> **SELECTION**
----
I want to take that observation — small datasets, messy context, a community that both nurtures and roasts — and riff on it through a few mathematical and logical lenses. Consider this both a field guide and a cheeky ethical manifesto: the Categorical Imperative for plotting the absurd.
## 1. Probability & Statistics: Don’t let randomness masquerade as revelation
Small datasets are nimble but noisy. A spike in a time series is an invitation, not a verdict. Probability theory reminds us to ask: what’s the null model? Bootstrap your confidence intervals, use Bayesian priors when data are sparse, and always show raw points beside smoothed trends. Rolling averages are comforting — but they’re also a soft-focus filter that can hide outliers or artifacts.
Two short rules: (1) annotate — show the events that might explain spikes, and (2) normalize — compare apples to apples. If you’re using Google Trends-style indices, say so. If you’re comparing regions, adjust for population. The math won’t lie for you, but sloppy interpretation will.
----
> **INSTRUCTION A**
In the listing, rename "yellow wall" to "beige wall" in the lines starting with the line containing "--target yellow wall" and going on through the end of the listing, keeping everything else unchanged. Leave the picture out of your answer.
The essay and the listing are separate material and have nothing to do with each other.

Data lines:
----
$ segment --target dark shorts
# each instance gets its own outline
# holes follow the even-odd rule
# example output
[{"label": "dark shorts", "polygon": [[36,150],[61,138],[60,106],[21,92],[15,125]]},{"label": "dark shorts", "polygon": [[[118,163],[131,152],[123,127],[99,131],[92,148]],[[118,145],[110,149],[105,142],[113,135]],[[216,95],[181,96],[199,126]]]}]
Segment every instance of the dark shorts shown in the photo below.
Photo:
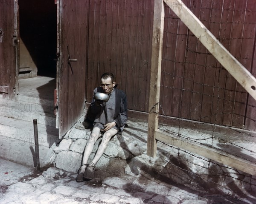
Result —
[{"label": "dark shorts", "polygon": [[[100,130],[103,130],[105,128],[104,126],[99,122],[96,122],[94,123],[93,125],[93,128],[95,128],[96,127],[99,128]],[[115,129],[116,130],[118,130],[118,128],[116,126],[114,126],[112,128]]]}]

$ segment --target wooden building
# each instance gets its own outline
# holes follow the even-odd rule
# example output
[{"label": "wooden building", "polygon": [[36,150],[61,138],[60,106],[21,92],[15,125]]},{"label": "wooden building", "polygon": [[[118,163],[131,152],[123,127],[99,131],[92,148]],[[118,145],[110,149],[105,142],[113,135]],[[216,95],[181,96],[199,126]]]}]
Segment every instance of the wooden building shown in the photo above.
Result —
[{"label": "wooden building", "polygon": [[[183,2],[256,76],[255,1]],[[38,54],[46,60],[57,59],[57,68],[54,71],[44,70],[45,67],[37,68],[38,74],[56,73],[55,106],[60,137],[81,115],[92,99],[93,90],[99,85],[100,75],[105,72],[115,74],[118,88],[126,93],[129,116],[147,119],[154,3],[151,0],[49,0],[38,1],[26,8],[24,5],[35,4],[34,1],[1,0],[1,96],[15,99],[18,94],[19,28],[32,26],[38,31],[41,26],[37,25],[43,25],[45,30],[40,33],[44,34],[35,37],[42,46]],[[212,38],[195,36],[165,5],[160,121],[175,123],[174,119],[178,119],[179,122],[203,122],[256,130],[255,100],[198,40],[202,38],[210,44]],[[25,10],[33,14],[23,20],[19,11],[21,15]],[[45,17],[49,16],[52,17]],[[34,24],[26,24],[31,18],[35,20]],[[24,29],[22,34],[29,36],[35,31],[32,30]],[[52,31],[51,33],[55,35],[50,37],[47,33]],[[21,40],[28,54],[35,59],[35,53],[29,52],[32,50],[29,46],[35,47],[32,38]],[[50,46],[53,44],[56,47]],[[53,51],[49,57],[42,54]]]}]

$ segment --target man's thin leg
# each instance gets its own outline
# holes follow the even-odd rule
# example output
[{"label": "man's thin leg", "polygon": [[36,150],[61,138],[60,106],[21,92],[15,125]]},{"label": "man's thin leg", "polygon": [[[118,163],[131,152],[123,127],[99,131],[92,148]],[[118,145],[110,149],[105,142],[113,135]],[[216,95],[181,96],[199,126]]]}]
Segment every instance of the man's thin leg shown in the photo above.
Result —
[{"label": "man's thin leg", "polygon": [[[91,161],[92,163],[94,164],[97,163],[98,161],[103,155],[106,149],[107,149],[110,139],[111,139],[111,138],[118,132],[118,130],[111,128],[104,133],[102,136],[102,143],[98,148],[98,150],[97,150],[96,154],[94,156],[94,158]],[[88,169],[90,169],[90,170],[92,170],[93,168],[93,167],[89,166],[88,168]]]},{"label": "man's thin leg", "polygon": [[[83,156],[83,160],[82,164],[87,164],[88,159],[93,149],[94,144],[97,140],[99,137],[100,135],[100,129],[97,127],[93,128],[93,130],[90,136],[89,139],[87,142],[84,152],[84,156]],[[82,166],[80,168],[80,172],[84,172],[86,167],[85,166]]]}]

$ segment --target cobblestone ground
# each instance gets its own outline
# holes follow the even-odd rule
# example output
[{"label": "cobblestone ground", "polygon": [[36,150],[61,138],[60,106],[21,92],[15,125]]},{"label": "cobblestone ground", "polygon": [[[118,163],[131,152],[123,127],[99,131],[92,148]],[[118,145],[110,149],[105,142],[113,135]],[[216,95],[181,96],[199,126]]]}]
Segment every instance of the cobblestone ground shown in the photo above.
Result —
[{"label": "cobblestone ground", "polygon": [[142,175],[134,177],[121,174],[77,183],[76,174],[68,175],[55,167],[39,173],[20,164],[0,161],[1,204],[253,203],[231,195],[199,196],[189,189]]}]

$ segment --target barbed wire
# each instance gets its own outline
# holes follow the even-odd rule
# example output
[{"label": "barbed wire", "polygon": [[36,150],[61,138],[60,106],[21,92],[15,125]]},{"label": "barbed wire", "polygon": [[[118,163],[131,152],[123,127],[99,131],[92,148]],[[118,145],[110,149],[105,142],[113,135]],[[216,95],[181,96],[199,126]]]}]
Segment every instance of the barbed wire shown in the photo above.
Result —
[{"label": "barbed wire", "polygon": [[[228,176],[228,177],[230,177],[230,178],[234,178],[234,179],[235,179],[238,180],[239,180],[239,181],[242,181],[242,182],[244,182],[244,183],[246,183],[248,184],[250,184],[251,186],[253,185],[253,186],[256,186],[256,184],[253,184],[252,183],[252,180],[254,180],[255,181],[256,181],[256,179],[255,179],[255,178],[253,178],[252,177],[252,176],[251,176],[251,175],[250,175],[250,176],[248,176],[248,175],[244,175],[244,174],[243,174],[243,176],[244,176],[244,177],[249,177],[249,178],[250,178],[250,182],[248,182],[248,181],[244,181],[244,180],[241,180],[241,179],[239,179],[239,178],[236,178],[236,177],[233,177],[233,176],[231,176],[231,175],[230,175],[230,173],[232,173],[232,174],[237,174],[237,175],[241,175],[241,173],[239,173],[239,171],[238,171],[237,170],[236,170],[236,169],[233,169],[233,168],[231,168],[231,167],[228,167],[228,166],[224,166],[224,165],[223,165],[220,164],[218,164],[218,163],[216,163],[216,162],[212,162],[212,160],[211,160],[211,159],[209,159],[209,160],[207,160],[207,159],[204,159],[204,158],[203,158],[203,157],[202,157],[202,156],[197,156],[195,155],[195,154],[193,154],[193,153],[190,153],[190,152],[188,152],[188,151],[186,151],[186,150],[182,150],[182,149],[180,149],[180,148],[179,148],[179,147],[175,147],[175,146],[173,146],[173,145],[171,145],[171,144],[167,144],[167,143],[165,143],[165,142],[162,142],[162,141],[160,141],[160,140],[157,140],[157,141],[158,141],[159,142],[161,142],[161,143],[163,143],[163,144],[165,144],[165,145],[167,145],[167,146],[169,146],[169,147],[172,147],[172,148],[174,148],[174,149],[176,149],[176,150],[178,150],[178,156],[179,156],[179,157],[180,157],[180,156],[179,156],[179,155],[180,155],[180,153],[179,153],[179,152],[180,152],[180,151],[182,151],[182,152],[184,152],[184,153],[186,153],[186,154],[189,154],[189,155],[191,155],[191,156],[193,156],[193,157],[196,157],[196,158],[198,158],[198,159],[202,159],[202,160],[204,160],[204,161],[206,161],[206,162],[209,162],[209,163],[208,163],[208,167],[204,167],[204,166],[201,166],[201,165],[199,165],[199,164],[195,164],[195,163],[192,163],[192,162],[189,162],[189,161],[187,161],[188,162],[189,162],[189,163],[191,163],[192,164],[193,164],[193,165],[197,165],[197,166],[199,166],[199,167],[202,167],[202,168],[205,168],[205,169],[207,169],[207,170],[208,170],[208,169],[209,169],[209,167],[210,164],[210,163],[212,163],[212,164],[214,164],[215,165],[217,165],[217,166],[219,166],[220,167],[221,167],[221,168],[226,168],[226,169],[230,169],[230,170],[232,170],[232,171],[235,171],[235,172],[236,172],[236,173],[230,173],[230,172],[229,172],[229,174],[226,174],[226,173],[225,173],[225,174],[223,174],[223,173],[219,173],[219,175],[221,175],[221,176]],[[183,158],[182,158],[181,157],[180,157],[180,158],[181,158],[182,159],[183,159]],[[175,167],[177,167],[178,168],[180,168],[180,169],[181,169],[181,170],[184,170],[184,171],[186,171],[186,172],[188,172],[188,173],[189,174],[191,174],[191,173],[195,173],[195,173],[192,173],[192,172],[190,172],[190,171],[189,171],[189,170],[186,170],[186,169],[183,169],[183,168],[181,168],[181,167],[178,167],[178,166],[176,166],[175,164],[172,164],[172,163],[171,163],[171,162],[169,162],[169,163],[170,163],[170,164],[171,164],[172,165],[174,165],[174,166],[175,166]],[[209,175],[209,176],[210,176],[210,175]],[[201,177],[201,178],[202,178],[205,179],[205,178],[204,178],[202,177],[201,176],[198,176],[198,175],[197,175],[197,176],[199,176],[199,177]],[[208,181],[210,181],[210,182],[211,182],[211,180],[209,180]],[[213,181],[212,181],[212,182],[213,182]],[[222,185],[220,185],[219,184],[218,184],[218,183],[215,183],[215,184],[216,184],[216,185],[219,185],[219,186],[220,186],[221,187],[224,187],[224,188],[225,188],[225,187],[224,187],[224,186],[222,186]]]},{"label": "barbed wire", "polygon": [[[219,97],[219,96],[214,96],[214,95],[210,95],[210,94],[207,94],[205,93],[201,93],[201,92],[200,92],[199,91],[192,91],[192,90],[189,90],[187,89],[185,89],[184,88],[176,88],[175,87],[169,87],[169,86],[164,86],[163,85],[160,85],[160,86],[162,86],[163,87],[164,87],[165,88],[169,88],[171,89],[175,89],[175,90],[179,90],[180,91],[186,91],[186,92],[192,92],[193,94],[199,94],[201,95],[202,96],[211,96],[212,98],[217,98],[217,99],[222,99],[223,100],[224,102],[223,103],[224,103],[224,101],[227,101],[227,102],[236,102],[236,103],[240,103],[241,104],[243,105],[247,105],[248,106],[250,106],[252,108],[256,108],[256,106],[254,105],[250,105],[250,104],[247,104],[246,103],[242,102],[240,102],[240,101],[236,101],[236,100],[227,100],[226,99],[225,99],[224,98],[223,98],[223,97]],[[244,92],[242,92],[242,93],[244,93]],[[238,114],[238,113],[229,113],[229,112],[227,112],[227,113],[215,113],[216,114],[236,114],[236,115],[238,115],[239,116],[242,116],[243,117],[245,117],[245,116],[244,115],[239,115]],[[247,116],[246,116],[247,118],[248,118]],[[250,119],[253,120],[254,121],[255,121],[255,120],[254,120],[254,119]]]},{"label": "barbed wire", "polygon": [[[175,132],[169,130],[168,130],[167,129],[165,128],[165,128],[165,130],[166,130],[166,132],[167,132],[168,133],[171,133],[172,134],[174,135],[176,135],[177,136],[178,136],[178,137],[180,137],[180,138],[184,139],[185,141],[186,141],[186,140],[189,140],[189,141],[197,143],[198,144],[198,145],[205,145],[205,146],[206,146],[207,147],[208,146],[210,146],[210,147],[211,148],[213,148],[213,149],[215,149],[215,150],[217,150],[219,151],[220,152],[224,152],[224,153],[227,153],[227,154],[230,154],[230,155],[233,155],[233,156],[236,156],[236,157],[239,157],[239,158],[240,158],[241,159],[244,159],[245,160],[246,160],[246,161],[249,161],[249,162],[251,162],[251,161],[250,161],[250,160],[249,160],[249,159],[247,159],[246,158],[244,158],[241,156],[238,155],[237,154],[236,154],[235,153],[230,153],[230,152],[228,152],[227,151],[226,151],[226,150],[223,150],[223,149],[221,149],[221,148],[220,148],[216,147],[215,147],[215,146],[213,146],[212,144],[211,145],[207,145],[207,144],[204,144],[204,143],[202,143],[202,142],[198,142],[198,140],[200,140],[200,141],[204,141],[204,140],[206,140],[207,139],[213,139],[215,138],[215,137],[214,137],[213,136],[212,136],[211,137],[209,137],[209,138],[206,138],[206,139],[195,139],[194,138],[191,138],[190,137],[187,137],[187,136],[184,136],[184,135],[183,135],[182,134],[180,134],[180,133],[179,133],[177,134]],[[179,128],[179,129],[180,129],[180,128]],[[189,142],[188,142],[189,143]],[[244,149],[244,150],[247,150],[247,151],[249,151],[250,152],[251,152],[251,153],[256,153],[256,152],[254,152],[254,151],[253,151],[253,150],[248,150],[248,149],[246,149],[245,148],[244,148],[244,147],[242,147],[239,146],[238,145],[236,145],[236,146],[237,147],[239,147],[239,148],[241,148],[241,149]],[[254,162],[254,163],[256,163],[256,162]]]}]

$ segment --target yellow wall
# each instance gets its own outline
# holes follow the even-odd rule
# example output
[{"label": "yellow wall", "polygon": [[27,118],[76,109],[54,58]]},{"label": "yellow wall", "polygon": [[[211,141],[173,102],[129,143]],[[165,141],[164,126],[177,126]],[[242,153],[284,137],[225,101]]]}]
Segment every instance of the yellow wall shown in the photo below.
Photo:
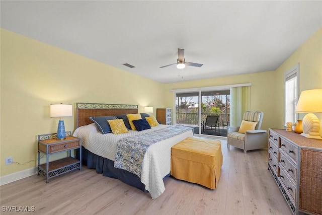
----
> **INSTRUCTION B**
Repeat the essay on small datasets word for word.

> **RIGHT ANSWER A**
$ segment --target beige wall
# each instance gets its own outline
# holes follow the even-odd rule
# example output
[{"label": "beige wall", "polygon": [[27,118],[76,109],[54,58]]},{"label": "beige wall", "polygon": [[[211,141],[173,102],[129,143]],[[165,141],[164,126],[177,126]],[[242,153],[284,137],[225,101]]]}]
Segment every instance of the beige wall shown in the photo below.
Photo:

> **RIGHT ANSWER B**
I want to take that observation — small datasets, messy context, a community that both nurtures and roasts — and riff on it through a few mathematical and logical lenses. Consider this both a field guide and a cheeky ethical manifesto: the Categorical Imperative for plotting the absurd.
## 1. Probability & Statistics: Don’t let randomness masquerade as revelation
Small datasets are nimble but noisy. A spike in a time series is an invitation, not a verdict. Probability theory reminds us to ask: what’s the null model? Bootstrap your confidence intervals, use Bayesian priors when data are sparse, and always show raw points beside smoothed trends. Rolling averages are comforting — but they’re also a soft-focus filter that can hide outliers or artifacts.
Two short rules: (1) annotate — show the events that might explain spikes, and (2) normalize — compare apples to apples. If you’re using Google Trends-style indices, say so. If you’re comparing regions, adjust for population. The math won’t lie for you, but sloppy interpretation will.